Stored records
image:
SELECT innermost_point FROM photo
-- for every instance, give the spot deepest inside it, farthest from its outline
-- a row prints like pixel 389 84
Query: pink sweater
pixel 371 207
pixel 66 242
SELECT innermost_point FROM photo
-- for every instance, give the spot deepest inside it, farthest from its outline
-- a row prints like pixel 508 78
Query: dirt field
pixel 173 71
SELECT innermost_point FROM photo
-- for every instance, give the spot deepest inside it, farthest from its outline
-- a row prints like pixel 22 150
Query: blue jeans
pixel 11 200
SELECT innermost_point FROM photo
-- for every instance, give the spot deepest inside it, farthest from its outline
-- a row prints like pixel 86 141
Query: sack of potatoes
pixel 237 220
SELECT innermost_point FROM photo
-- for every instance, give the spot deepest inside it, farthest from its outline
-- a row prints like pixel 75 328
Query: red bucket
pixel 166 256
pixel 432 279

* * *

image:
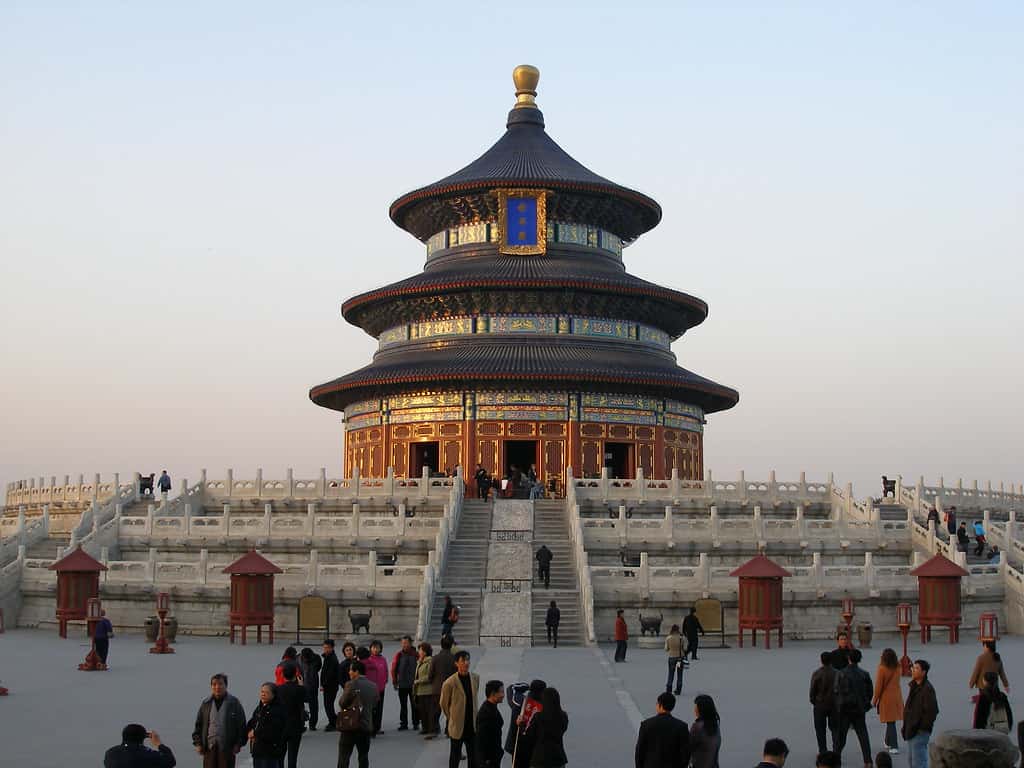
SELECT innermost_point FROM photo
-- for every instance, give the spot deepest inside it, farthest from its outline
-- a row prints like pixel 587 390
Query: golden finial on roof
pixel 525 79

- [Exercise]
From the records above, extract exactly and only the lines that begin at the line with "Query: blue jeans" and stop after the line with "-- a row prints like pixel 75 328".

- [Response below]
Query: blue jeans
pixel 11 200
SELECT innermost_point FROM photo
-- for every instance, give the spot deepest inside it, farthest from its outline
-- a row prints like pixel 86 141
Query: sack of potatoes
pixel 237 220
SELECT innermost_point FROM photo
-- for every instance, give the spot deepest inside it, farthest from its outline
-- a row prints like pixel 75 328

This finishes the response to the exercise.